▶ WHAT IS EXPECTED: Copy each line of the records that includes "blue".

▶ SUPPLIED RECORDS:
+++++

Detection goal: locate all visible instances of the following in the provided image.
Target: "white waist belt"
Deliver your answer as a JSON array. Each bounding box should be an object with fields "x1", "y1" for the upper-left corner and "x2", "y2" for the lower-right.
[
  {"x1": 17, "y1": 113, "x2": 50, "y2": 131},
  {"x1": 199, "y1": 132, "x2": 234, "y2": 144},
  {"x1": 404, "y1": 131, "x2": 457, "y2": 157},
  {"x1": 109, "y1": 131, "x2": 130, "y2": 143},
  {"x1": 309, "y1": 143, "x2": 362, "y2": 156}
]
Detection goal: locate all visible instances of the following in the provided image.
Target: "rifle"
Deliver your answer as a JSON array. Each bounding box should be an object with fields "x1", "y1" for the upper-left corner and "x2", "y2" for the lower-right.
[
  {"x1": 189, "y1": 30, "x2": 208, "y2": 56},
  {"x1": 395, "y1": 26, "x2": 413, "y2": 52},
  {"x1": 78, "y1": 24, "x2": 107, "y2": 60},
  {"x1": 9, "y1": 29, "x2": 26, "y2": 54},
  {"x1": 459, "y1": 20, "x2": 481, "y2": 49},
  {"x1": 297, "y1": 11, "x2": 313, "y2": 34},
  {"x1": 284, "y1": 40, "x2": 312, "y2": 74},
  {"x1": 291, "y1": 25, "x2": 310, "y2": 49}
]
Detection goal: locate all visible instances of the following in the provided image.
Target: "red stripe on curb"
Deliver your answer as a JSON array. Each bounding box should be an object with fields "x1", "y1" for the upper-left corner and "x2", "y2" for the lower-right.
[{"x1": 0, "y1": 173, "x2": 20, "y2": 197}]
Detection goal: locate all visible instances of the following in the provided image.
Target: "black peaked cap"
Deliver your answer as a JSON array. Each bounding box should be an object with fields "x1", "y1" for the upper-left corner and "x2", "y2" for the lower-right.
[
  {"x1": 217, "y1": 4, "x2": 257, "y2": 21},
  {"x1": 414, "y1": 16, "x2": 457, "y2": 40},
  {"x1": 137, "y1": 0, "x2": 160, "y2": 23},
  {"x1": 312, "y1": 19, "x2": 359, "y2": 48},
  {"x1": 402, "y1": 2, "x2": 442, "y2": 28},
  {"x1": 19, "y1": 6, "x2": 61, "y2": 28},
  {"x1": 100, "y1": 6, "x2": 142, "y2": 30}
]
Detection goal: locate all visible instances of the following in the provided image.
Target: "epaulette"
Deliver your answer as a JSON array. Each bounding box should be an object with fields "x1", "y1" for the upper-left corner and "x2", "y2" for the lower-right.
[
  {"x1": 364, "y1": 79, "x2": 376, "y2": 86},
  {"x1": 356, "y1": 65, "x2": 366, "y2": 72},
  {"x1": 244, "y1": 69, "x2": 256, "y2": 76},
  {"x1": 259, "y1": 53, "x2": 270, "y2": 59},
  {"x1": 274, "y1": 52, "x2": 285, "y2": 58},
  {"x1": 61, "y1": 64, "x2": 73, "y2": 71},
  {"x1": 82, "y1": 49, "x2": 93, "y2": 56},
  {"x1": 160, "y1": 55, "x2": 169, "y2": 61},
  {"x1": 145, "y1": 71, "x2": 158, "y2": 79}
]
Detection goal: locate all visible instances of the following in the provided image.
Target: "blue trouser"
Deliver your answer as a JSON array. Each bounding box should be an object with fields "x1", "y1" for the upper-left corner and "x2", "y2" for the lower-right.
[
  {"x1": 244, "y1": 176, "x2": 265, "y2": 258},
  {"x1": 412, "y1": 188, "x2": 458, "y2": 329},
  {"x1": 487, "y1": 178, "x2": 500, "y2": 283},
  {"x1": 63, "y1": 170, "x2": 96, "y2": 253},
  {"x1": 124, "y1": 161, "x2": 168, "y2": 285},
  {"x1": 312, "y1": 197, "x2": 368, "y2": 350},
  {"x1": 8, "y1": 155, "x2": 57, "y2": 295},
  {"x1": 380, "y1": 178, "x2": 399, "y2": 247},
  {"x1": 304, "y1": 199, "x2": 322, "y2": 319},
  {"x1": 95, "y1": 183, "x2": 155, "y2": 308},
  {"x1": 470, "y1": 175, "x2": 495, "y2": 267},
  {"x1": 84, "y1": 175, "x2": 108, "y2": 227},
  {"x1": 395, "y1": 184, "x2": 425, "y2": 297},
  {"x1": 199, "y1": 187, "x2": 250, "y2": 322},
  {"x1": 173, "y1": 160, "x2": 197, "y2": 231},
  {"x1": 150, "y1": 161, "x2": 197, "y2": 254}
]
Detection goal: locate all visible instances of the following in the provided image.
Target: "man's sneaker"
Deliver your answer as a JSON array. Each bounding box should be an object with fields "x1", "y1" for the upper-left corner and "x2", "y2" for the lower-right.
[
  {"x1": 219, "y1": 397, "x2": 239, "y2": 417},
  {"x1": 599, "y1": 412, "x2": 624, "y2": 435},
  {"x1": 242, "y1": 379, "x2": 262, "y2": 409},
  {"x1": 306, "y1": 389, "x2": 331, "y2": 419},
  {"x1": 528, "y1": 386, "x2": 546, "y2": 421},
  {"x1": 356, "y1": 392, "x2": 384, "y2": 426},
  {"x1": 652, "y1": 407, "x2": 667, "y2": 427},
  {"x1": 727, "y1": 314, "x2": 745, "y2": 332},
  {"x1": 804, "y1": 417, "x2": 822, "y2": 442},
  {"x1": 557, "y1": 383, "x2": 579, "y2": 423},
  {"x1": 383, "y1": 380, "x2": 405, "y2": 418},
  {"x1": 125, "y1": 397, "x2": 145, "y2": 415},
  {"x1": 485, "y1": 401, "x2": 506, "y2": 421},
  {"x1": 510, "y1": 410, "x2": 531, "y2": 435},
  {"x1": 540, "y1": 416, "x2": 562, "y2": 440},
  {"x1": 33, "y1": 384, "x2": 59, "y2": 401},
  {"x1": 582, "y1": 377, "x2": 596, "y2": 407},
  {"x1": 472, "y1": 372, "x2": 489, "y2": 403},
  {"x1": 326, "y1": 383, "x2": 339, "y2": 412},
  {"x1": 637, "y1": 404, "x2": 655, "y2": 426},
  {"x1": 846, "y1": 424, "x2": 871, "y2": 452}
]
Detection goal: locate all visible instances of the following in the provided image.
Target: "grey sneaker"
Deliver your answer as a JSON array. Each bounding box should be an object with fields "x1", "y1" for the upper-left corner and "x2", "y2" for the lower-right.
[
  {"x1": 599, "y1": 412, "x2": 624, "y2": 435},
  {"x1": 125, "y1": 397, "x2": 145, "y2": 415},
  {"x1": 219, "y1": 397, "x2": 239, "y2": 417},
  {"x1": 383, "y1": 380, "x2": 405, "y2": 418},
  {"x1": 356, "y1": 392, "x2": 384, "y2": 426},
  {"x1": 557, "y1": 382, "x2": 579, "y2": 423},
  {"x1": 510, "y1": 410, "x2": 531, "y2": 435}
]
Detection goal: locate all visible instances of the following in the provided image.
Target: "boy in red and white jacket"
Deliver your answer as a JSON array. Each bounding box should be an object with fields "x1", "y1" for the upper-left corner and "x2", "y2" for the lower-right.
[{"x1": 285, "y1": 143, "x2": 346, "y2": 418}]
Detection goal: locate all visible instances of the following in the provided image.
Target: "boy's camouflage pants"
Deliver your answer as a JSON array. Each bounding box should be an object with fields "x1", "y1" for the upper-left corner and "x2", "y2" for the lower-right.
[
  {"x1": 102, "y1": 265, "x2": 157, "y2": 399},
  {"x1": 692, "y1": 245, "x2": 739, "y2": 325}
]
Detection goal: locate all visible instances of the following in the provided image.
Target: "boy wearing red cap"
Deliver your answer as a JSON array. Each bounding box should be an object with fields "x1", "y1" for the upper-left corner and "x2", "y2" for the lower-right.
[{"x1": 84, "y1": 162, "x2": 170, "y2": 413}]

+++++

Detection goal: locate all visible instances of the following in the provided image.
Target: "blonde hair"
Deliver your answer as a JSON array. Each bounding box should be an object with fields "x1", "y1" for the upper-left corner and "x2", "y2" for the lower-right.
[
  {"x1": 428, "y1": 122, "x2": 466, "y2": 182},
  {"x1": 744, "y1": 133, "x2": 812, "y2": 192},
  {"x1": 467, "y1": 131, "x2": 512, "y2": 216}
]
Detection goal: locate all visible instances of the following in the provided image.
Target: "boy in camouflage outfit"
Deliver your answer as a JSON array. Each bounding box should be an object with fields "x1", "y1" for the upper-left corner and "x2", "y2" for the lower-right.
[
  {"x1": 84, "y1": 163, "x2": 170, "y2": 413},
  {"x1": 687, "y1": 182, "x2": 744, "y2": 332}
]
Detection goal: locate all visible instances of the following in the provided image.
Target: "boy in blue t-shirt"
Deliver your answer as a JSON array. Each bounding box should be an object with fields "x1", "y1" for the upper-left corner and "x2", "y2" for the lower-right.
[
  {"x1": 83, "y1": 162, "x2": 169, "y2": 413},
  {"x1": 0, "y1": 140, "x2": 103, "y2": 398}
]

+++++

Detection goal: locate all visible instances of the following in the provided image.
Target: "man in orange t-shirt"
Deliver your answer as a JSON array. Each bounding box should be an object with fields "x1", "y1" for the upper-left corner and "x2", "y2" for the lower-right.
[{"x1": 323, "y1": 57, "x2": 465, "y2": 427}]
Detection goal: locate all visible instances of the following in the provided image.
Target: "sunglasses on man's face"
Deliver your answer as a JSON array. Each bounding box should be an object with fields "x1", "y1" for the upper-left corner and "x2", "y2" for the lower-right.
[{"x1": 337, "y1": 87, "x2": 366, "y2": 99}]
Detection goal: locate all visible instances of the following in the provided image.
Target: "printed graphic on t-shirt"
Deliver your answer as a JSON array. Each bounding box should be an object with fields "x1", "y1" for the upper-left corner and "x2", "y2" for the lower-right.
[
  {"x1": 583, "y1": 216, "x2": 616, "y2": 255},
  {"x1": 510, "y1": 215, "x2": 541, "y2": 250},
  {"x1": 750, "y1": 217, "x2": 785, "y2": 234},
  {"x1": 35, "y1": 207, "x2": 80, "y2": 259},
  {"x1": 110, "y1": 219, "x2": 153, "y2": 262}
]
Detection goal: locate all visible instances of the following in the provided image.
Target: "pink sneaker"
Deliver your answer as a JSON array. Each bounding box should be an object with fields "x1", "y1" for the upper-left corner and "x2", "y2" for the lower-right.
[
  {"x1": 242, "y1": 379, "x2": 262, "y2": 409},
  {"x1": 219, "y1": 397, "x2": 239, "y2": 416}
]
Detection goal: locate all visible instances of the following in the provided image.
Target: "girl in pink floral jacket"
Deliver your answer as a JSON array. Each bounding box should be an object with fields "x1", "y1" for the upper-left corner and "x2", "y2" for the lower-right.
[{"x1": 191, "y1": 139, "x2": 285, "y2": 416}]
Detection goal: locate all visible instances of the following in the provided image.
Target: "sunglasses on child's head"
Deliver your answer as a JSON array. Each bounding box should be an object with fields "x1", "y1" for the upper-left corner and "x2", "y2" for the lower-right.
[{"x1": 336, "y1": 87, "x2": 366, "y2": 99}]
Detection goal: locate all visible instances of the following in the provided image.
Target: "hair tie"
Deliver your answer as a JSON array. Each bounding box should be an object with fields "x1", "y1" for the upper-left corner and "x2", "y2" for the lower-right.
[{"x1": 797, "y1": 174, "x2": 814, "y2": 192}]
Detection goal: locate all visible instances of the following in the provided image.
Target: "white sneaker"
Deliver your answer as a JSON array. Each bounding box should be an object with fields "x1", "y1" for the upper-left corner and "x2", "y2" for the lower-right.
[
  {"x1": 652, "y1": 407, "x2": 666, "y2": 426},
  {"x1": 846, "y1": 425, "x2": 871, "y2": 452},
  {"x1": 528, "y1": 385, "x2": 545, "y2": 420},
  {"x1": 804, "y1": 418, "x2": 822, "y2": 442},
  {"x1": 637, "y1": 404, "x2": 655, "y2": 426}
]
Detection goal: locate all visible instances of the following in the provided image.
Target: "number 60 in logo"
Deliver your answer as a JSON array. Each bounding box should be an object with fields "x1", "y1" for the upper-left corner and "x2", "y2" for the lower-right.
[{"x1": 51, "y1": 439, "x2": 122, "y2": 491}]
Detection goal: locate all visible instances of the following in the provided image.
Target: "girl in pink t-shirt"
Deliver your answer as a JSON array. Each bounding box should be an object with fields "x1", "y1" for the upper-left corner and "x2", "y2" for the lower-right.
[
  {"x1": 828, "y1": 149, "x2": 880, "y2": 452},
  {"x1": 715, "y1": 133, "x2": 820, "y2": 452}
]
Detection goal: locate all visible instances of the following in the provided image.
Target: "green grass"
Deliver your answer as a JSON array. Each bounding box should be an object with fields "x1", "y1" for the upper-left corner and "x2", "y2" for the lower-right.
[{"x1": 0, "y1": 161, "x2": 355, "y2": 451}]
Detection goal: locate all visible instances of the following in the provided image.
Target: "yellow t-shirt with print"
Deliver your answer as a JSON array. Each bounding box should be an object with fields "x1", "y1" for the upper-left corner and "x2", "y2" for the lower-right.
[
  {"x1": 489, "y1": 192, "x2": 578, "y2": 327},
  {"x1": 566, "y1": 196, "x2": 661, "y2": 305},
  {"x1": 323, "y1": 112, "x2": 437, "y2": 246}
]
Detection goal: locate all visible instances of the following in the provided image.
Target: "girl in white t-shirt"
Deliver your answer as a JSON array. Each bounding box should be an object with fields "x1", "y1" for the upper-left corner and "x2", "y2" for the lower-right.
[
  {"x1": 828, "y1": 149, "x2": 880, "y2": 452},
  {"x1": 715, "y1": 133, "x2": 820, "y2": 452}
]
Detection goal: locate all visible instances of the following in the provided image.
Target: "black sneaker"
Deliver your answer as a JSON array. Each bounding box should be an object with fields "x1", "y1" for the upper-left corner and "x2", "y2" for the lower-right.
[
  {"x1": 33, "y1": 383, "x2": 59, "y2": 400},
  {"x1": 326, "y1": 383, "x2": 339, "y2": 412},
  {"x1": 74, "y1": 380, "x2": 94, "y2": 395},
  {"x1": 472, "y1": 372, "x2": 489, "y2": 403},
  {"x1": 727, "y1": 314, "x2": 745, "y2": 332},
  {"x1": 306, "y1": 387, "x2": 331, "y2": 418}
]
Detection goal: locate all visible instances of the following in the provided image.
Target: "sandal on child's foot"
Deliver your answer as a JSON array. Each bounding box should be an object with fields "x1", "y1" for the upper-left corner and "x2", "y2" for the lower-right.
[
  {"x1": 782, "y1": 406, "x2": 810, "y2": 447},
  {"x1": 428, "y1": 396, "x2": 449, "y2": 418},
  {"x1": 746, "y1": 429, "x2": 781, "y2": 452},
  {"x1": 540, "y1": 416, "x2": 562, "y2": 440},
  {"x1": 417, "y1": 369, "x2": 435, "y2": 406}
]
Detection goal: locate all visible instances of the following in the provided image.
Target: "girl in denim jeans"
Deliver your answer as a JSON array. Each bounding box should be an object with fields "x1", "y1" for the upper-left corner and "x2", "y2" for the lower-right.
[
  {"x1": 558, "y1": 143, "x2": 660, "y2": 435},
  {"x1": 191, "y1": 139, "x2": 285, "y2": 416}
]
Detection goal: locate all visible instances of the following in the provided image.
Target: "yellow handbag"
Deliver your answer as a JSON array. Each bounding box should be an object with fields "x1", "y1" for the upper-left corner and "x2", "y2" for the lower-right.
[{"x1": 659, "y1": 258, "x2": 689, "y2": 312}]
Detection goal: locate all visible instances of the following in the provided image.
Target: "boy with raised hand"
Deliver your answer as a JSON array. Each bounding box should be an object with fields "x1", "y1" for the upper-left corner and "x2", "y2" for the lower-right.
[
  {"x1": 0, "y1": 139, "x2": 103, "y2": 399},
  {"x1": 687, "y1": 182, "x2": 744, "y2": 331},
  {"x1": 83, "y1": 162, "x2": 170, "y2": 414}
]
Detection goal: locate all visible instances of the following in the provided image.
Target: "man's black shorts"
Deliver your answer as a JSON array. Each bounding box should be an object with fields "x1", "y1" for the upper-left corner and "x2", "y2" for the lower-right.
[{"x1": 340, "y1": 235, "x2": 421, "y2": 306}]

+++++

▶ ANSWER TO THIS TASK:
Target: "blue trouser"
Target: "boy in blue t-shirt"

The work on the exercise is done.